→ Records from a data collection
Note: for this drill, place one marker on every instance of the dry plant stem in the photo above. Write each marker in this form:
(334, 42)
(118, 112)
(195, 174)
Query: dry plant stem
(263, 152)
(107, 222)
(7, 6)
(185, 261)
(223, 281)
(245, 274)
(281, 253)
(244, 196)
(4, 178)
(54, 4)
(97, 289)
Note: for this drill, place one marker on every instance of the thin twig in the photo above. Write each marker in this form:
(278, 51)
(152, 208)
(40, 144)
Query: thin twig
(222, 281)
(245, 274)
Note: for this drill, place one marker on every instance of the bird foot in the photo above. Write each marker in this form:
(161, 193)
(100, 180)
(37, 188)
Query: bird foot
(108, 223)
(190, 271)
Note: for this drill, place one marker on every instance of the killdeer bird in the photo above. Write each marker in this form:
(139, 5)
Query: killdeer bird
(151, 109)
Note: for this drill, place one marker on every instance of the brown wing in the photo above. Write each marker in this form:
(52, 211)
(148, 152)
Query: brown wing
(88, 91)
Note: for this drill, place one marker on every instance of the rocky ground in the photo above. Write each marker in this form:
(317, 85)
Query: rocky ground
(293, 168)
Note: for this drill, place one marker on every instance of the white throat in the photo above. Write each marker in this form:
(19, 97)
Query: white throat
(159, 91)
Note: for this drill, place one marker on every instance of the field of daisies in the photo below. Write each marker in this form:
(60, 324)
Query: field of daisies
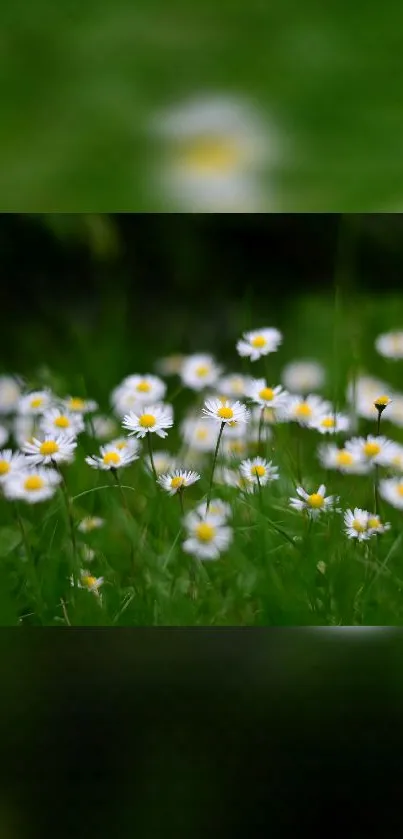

→ ACTIVITY
Once the line holding "of the brown" is found, set it down along with every line after it through the end of the entries, exactly, leaving the pictures out.

→ RESULT
Note: for this drill, place one marker on every instance of the brown wing in the photo above. Write each marker in this form:
(52, 211)
(148, 152)
Query: brown wing
(88, 91)
Note: for this drill, place one marker on every instance of the rocky ground in the photo above. Write each marker in this form:
(317, 85)
Query: rocky ground
(293, 168)
Note: for this drill, place one marker on every instance of the white throat in the photo above. Write each marker in this form:
(19, 97)
Query: white throat
(159, 91)
Note: for this drill, place one marker on every instance of the field of daisies in the photo below. Write each marker in this form:
(60, 324)
Query: field of daisies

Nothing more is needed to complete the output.